### Given exercise
Reproduce the data beginning at the line that contains "Provide one point per instance of the dirt" and ending with the last line of the data, both included, scaling every coordinate in the answers by 1.8 and rounding each result to a whole number, with halves rounded up. Leave the requests and their format samples unchanged, and give only these lines.
◆ ◆ ◆ ◆ ◆ ◆ ◆
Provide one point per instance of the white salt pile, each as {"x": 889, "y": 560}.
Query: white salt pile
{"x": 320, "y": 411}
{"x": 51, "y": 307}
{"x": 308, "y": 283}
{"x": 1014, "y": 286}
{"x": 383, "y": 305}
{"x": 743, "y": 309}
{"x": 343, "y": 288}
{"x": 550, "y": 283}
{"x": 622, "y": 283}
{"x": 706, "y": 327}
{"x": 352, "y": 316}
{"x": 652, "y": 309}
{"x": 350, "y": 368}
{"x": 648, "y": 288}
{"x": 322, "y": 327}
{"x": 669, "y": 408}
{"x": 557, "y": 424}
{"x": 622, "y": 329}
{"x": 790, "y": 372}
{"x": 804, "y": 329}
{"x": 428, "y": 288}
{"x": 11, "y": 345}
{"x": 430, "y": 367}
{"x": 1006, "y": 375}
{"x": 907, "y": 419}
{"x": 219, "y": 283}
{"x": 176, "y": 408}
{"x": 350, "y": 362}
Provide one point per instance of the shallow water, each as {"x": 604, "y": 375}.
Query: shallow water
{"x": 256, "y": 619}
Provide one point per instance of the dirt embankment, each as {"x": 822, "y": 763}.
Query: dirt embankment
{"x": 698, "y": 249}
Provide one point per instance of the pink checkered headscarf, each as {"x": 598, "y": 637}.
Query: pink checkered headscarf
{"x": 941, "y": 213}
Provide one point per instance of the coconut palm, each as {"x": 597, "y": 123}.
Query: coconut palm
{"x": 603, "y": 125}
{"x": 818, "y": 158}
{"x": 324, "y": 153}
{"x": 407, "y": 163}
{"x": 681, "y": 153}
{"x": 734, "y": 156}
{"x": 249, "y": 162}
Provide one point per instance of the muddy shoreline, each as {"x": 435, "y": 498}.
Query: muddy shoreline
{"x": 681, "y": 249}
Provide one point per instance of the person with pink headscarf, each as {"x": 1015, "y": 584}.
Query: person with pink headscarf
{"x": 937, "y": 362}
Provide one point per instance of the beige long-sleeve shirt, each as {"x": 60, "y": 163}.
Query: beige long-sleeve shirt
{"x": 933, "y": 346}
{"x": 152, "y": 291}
◆ ◆ ◆ ◆ ◆ ◆ ◆
### Task solution
Provide one point per instance of the dirt embankment, each as {"x": 822, "y": 763}.
Query: dirt embankment
{"x": 1256, "y": 448}
Provide one point per instance of the pink checkered headscarf, each as {"x": 598, "y": 637}.
Query: pink checkered headscarf
{"x": 1694, "y": 383}
Provide one point per instance of the coconut palm, each as {"x": 597, "y": 123}.
Query: coconut palm
{"x": 1085, "y": 225}
{"x": 1472, "y": 284}
{"x": 583, "y": 275}
{"x": 733, "y": 293}
{"x": 1226, "y": 275}
{"x": 1321, "y": 281}
{"x": 448, "y": 292}
Provide one point per instance of the muddy shoreline, each as {"x": 435, "y": 498}.
Query: muddy shoreline
{"x": 1226, "y": 448}
Provide one point per instance of the person with pink headscarf, each as {"x": 1015, "y": 584}.
Query: person with pink headscarf
{"x": 1687, "y": 652}
Provide one point per instance of the beige long-sleeve shirt, each as {"x": 60, "y": 163}.
Query: beige long-sleeve shirt
{"x": 1679, "y": 623}
{"x": 274, "y": 524}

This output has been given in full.